- _WHAT TO WORK ON_
Please count the lines in the records below that contain the word "black", treating uppercase and lowercase as different. Reply with the number alone.

- - -

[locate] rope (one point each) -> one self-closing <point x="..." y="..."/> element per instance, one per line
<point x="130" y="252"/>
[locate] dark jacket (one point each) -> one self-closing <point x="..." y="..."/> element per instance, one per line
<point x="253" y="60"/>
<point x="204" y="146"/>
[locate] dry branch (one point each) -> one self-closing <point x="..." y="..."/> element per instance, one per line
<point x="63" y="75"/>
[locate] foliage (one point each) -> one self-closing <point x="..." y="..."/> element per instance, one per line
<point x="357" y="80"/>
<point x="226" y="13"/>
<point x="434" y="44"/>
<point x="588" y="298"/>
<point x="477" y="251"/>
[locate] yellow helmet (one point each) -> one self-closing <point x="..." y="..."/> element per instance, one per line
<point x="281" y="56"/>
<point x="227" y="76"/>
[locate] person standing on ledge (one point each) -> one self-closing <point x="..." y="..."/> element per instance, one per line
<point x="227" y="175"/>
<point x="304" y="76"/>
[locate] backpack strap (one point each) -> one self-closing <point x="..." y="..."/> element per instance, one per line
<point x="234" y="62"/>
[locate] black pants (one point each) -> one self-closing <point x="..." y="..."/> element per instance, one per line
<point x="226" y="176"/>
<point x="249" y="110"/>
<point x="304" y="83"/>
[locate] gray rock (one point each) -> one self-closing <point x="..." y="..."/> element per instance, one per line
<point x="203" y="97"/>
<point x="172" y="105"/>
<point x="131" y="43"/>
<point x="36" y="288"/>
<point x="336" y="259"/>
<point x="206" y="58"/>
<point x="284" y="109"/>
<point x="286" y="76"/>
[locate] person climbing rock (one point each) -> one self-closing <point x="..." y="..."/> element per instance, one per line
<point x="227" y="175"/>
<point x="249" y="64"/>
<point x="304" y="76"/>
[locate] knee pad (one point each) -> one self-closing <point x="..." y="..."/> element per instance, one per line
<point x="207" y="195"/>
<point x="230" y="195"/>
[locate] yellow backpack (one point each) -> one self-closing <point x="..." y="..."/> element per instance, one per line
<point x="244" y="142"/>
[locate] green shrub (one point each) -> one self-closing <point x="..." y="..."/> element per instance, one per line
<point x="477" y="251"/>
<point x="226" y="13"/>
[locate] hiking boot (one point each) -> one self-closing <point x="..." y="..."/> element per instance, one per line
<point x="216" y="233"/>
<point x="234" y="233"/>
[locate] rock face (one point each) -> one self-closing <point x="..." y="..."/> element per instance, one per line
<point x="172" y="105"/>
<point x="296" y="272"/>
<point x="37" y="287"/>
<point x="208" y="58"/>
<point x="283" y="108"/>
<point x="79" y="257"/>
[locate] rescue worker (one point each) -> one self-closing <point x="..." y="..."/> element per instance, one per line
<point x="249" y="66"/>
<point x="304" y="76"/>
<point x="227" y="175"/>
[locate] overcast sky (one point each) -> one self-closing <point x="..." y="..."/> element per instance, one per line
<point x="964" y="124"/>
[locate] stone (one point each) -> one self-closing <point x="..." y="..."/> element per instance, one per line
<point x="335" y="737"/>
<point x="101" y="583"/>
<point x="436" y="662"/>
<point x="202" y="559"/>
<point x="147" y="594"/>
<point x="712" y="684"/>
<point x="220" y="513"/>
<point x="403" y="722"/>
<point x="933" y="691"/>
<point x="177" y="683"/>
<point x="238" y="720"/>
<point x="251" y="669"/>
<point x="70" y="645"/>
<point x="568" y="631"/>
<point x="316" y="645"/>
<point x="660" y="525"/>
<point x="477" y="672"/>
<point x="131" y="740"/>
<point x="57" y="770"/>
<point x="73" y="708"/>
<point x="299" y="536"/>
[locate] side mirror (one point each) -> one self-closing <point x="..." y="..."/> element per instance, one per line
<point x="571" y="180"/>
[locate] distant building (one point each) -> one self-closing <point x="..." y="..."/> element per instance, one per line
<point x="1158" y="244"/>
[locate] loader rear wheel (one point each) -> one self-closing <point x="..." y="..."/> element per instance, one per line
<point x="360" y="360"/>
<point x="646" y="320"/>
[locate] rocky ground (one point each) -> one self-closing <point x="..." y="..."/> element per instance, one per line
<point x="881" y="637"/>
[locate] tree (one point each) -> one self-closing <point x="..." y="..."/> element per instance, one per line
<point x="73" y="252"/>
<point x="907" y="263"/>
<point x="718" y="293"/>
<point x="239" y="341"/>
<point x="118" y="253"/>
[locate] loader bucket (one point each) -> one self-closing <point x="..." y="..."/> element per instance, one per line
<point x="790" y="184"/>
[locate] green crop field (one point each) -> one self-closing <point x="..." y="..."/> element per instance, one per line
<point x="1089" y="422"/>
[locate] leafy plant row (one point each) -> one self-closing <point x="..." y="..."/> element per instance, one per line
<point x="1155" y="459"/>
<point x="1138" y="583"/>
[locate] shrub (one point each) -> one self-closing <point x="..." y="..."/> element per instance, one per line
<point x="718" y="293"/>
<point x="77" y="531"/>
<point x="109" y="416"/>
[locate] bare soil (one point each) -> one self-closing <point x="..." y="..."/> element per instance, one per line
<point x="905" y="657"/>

- - -

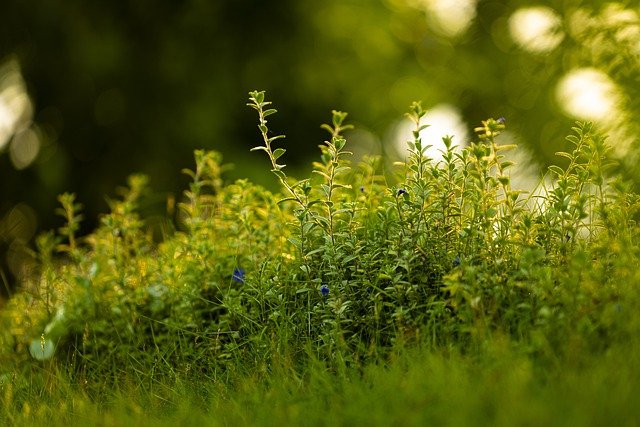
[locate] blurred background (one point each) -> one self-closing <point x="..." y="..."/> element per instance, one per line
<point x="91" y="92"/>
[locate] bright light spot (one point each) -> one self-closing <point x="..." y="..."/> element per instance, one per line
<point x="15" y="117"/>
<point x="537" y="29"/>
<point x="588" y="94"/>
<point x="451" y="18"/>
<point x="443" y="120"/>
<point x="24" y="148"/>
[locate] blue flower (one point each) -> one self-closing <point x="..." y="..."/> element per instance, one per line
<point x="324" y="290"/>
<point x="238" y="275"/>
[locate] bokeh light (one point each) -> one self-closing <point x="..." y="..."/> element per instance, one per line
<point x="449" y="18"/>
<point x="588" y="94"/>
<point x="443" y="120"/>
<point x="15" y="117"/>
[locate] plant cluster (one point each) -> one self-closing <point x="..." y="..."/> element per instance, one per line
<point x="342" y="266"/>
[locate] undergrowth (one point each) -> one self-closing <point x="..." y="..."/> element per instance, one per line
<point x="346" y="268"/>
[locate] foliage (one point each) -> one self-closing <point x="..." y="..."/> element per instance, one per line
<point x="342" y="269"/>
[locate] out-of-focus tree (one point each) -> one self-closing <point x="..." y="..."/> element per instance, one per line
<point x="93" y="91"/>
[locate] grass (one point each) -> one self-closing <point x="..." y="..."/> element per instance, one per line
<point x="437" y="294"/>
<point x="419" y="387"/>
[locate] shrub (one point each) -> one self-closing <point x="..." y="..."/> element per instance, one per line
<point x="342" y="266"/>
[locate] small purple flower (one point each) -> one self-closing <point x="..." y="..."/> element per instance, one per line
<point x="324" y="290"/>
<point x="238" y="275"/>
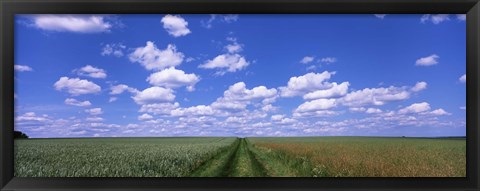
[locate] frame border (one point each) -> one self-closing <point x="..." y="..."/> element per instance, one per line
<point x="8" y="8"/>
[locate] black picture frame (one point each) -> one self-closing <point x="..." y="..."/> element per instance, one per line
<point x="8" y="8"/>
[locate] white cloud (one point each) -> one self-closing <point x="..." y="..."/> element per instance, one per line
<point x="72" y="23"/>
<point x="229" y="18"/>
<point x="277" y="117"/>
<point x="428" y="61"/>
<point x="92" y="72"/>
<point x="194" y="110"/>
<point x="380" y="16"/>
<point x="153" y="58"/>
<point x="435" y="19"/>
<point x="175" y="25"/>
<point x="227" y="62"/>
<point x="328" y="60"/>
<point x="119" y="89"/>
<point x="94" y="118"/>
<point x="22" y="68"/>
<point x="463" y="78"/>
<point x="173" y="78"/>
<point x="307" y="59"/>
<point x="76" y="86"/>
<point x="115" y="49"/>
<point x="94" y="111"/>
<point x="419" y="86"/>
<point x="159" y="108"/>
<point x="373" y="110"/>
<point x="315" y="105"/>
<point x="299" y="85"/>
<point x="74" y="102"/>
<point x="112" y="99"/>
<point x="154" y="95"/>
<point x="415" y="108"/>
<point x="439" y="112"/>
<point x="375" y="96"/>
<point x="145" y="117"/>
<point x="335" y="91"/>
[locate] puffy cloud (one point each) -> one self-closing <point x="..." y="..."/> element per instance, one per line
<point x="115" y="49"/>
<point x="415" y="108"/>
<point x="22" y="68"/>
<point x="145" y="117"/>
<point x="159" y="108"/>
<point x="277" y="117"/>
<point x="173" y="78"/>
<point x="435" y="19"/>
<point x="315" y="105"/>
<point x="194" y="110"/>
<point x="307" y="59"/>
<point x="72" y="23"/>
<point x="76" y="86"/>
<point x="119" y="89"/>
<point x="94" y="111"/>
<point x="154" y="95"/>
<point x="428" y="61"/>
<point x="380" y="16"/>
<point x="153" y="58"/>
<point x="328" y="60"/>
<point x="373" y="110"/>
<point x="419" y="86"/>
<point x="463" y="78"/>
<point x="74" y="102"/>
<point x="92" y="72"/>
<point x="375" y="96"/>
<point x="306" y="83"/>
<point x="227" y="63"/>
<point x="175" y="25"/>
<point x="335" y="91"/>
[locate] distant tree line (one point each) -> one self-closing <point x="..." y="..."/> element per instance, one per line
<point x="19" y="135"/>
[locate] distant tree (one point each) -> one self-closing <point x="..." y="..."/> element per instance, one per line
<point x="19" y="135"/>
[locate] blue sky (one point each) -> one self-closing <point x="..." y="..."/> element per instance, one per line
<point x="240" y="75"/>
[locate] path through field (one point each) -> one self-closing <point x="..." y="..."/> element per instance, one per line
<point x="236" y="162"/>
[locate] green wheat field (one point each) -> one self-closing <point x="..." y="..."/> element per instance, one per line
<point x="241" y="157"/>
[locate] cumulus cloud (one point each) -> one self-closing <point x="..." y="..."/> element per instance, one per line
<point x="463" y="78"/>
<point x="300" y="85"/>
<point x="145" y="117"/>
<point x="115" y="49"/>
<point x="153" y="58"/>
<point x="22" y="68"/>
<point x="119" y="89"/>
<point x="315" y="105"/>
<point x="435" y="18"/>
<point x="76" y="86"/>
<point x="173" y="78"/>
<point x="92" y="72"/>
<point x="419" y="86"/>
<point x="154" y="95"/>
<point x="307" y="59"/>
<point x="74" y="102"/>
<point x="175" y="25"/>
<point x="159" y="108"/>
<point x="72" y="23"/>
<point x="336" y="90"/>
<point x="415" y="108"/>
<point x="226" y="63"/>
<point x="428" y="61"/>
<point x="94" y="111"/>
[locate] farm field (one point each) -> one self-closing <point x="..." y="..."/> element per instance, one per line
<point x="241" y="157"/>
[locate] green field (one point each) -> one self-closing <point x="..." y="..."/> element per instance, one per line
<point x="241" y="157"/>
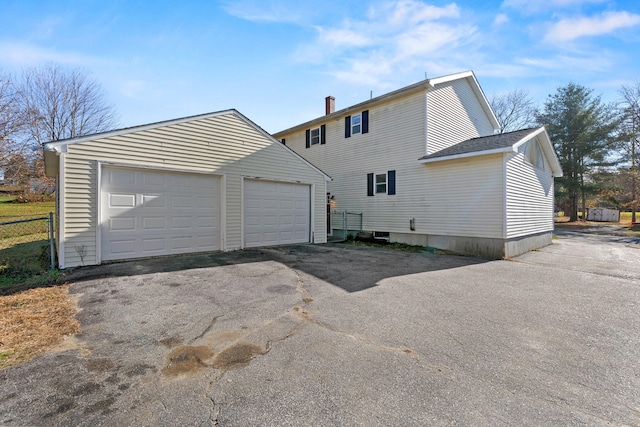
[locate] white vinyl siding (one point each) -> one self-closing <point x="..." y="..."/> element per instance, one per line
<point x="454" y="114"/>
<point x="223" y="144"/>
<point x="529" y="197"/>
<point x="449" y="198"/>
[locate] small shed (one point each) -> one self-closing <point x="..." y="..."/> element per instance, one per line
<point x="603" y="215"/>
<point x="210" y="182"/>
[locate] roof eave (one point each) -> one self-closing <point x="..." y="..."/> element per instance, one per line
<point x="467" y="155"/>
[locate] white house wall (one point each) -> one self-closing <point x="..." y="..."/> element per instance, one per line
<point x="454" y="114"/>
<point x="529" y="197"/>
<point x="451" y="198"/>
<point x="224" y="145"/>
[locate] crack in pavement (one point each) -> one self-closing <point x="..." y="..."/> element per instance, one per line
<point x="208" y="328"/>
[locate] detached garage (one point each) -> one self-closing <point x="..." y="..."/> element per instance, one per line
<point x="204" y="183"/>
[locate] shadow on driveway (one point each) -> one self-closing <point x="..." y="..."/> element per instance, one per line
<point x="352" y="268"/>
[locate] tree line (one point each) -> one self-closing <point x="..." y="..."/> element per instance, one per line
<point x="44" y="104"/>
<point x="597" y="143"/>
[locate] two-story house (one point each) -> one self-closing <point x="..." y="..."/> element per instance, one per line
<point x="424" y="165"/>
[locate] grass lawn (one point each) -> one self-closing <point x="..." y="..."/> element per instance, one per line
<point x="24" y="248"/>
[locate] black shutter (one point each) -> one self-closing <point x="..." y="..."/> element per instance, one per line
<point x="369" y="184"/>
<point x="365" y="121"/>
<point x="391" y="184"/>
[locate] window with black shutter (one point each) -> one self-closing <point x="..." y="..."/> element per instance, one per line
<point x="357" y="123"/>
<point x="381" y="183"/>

- - -

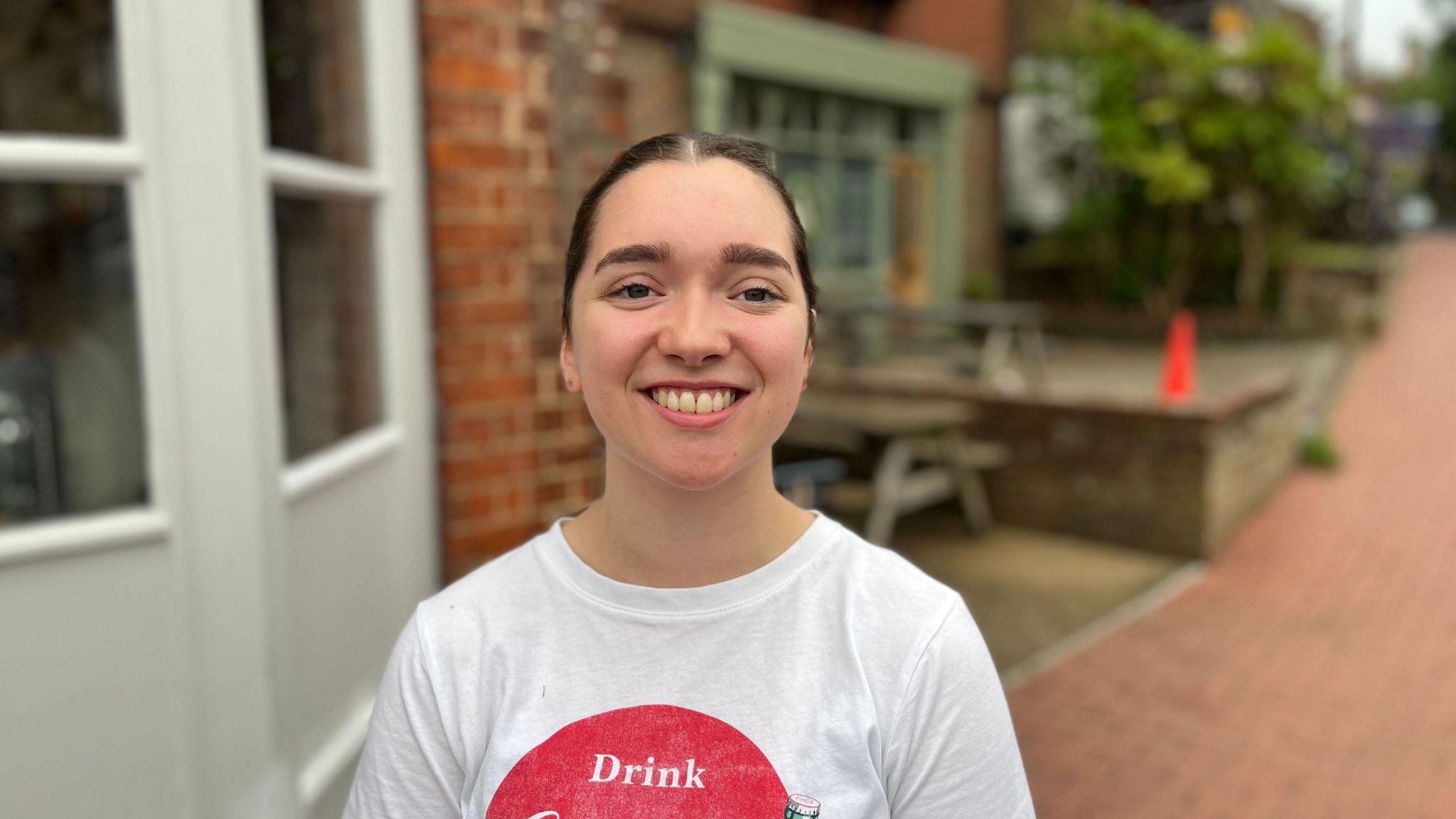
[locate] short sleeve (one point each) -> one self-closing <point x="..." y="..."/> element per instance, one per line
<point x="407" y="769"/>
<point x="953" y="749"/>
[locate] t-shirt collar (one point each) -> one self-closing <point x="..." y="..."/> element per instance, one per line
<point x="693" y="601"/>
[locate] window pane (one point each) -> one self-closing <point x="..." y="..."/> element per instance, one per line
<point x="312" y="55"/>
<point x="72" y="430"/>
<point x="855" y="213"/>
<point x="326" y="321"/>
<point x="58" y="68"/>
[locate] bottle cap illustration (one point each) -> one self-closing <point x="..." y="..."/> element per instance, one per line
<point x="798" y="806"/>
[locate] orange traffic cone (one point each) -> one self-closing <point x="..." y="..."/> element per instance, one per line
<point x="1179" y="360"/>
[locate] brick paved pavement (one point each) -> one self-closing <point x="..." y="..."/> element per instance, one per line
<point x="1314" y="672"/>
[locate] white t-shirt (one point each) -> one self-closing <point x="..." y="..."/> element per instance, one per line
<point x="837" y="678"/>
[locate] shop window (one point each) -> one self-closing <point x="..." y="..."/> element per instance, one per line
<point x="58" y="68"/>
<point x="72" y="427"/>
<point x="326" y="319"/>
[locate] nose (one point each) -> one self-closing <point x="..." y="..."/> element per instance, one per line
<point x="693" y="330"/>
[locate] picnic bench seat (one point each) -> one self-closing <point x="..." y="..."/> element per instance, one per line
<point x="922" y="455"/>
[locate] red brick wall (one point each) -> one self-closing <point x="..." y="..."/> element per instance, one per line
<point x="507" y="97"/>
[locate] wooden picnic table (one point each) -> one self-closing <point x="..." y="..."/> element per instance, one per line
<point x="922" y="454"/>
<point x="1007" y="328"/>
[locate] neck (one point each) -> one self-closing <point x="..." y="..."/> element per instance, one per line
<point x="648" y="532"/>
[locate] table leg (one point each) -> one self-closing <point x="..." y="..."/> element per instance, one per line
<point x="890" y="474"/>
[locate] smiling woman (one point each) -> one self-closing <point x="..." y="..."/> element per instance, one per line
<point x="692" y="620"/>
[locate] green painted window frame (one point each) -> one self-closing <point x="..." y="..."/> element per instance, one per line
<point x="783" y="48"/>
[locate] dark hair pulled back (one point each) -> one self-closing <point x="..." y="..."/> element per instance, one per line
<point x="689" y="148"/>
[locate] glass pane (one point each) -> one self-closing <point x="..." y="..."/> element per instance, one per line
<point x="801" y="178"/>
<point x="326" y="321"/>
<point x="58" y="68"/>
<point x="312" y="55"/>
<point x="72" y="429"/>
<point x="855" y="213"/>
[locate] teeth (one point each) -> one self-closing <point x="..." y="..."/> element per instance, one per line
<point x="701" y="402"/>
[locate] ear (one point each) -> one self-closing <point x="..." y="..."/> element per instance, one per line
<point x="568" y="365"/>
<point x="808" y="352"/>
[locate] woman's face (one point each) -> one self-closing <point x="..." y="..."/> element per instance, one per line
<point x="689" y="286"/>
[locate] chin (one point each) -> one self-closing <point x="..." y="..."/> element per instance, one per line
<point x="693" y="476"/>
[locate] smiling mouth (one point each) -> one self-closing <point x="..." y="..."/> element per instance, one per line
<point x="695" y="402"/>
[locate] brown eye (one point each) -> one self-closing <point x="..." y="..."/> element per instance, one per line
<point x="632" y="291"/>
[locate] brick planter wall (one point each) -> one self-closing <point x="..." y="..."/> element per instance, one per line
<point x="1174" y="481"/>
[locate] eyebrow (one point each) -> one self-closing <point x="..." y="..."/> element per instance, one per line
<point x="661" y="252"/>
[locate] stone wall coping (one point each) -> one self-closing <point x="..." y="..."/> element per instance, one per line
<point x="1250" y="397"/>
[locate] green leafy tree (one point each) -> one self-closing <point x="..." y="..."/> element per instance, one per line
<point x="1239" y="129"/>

- - -

- _WORKED ANSWER_
4